## Excerpted passage
RE: Adapting FAR too closely

See... mine went the other direction. Rather than feeling the need to preserve it exactly as written, I looked at my story and said, "I can't adapt this directly." I had a lot of internal dialogue and character thoughts in the original short story. Since that doesn't translate well or easily to script form, I ended up giving it to the characters as dialogue instead.

I started with a short story of about 34 pages. It took 59 pages to reach the end of the sequence. It worked out well, pacing-wise. Now, I just have to hope I can finish the second part of the story in 20-odd pages I have left.

Death toll: 7 named, about 181 unnamed

Kodia

173 pages

Posted
April 25, 2009 - 06:38

RE: Adapting FAR too closely

I've been working on trimming my script already, and I have cut SO MUCH now. I'm down to about 130 pages, but I still have more to write, so I plan on getting down to 100 and trying to write the last bit of the novel in twenty pages, to give me 120 - about a two hour movie, right?

## Exercise task A
Translate this sentence from the forum thread on adapting a story into a script into Spanish: "I started with a short story of about 34 pages."
## Exercise task B
Write what comes next in the forum discussion about adapting a story into a script, starting after its final sentence.

## Collected material
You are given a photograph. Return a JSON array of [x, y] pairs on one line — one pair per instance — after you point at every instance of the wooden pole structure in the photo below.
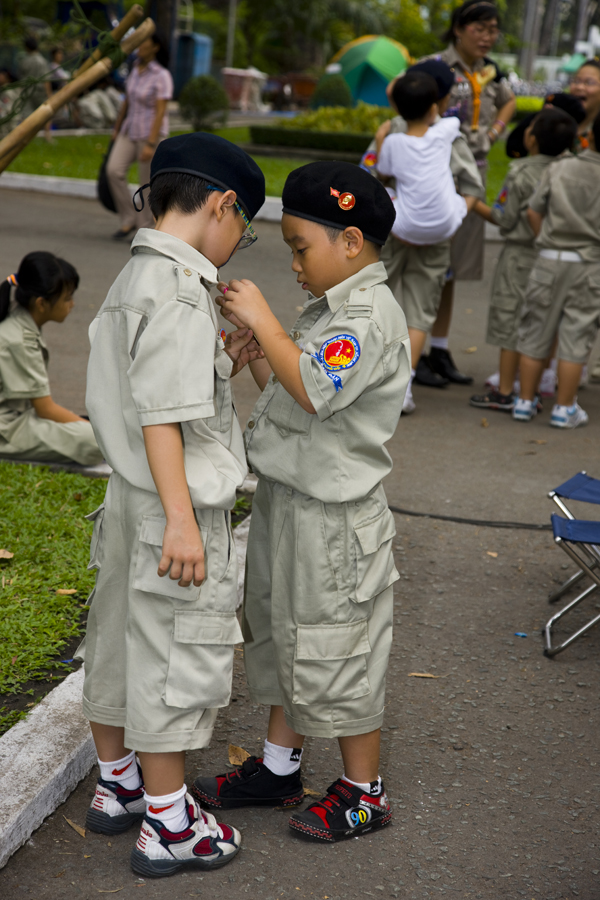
[[19, 137], [128, 21]]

## Written answer A
Empecé con un relato corto de unas 34 páginas.

## Written answer B
I cut an entire B-Plot! And by the time I'm done, I'm hoping it all still makes sense but...you never know.

-Kodia-

David Houck

100 pages

Posted
April 28, 2009 - 22:22

RE: Adapting FAR too closely

I'm probably going to try my hand at an adaptation next screnzy, or perhaps before. I really want to adapt Lord of the Flies, but the audiobook of that is 6 hours long, so I'd essentially have to cut out two thirds of the book. And that sounds really hard. :P
I might start with adapting Into the Woods. Since plays/musicals aren't too much longer than movies, that should be an easier project.

Remember, Remember, Revise in December; then add witticisms, good writing, and plot. Put your inner editor to rest with Shovel of Death, and next month, revise... a LOT. I'm a rebel. Because I'm cool like that.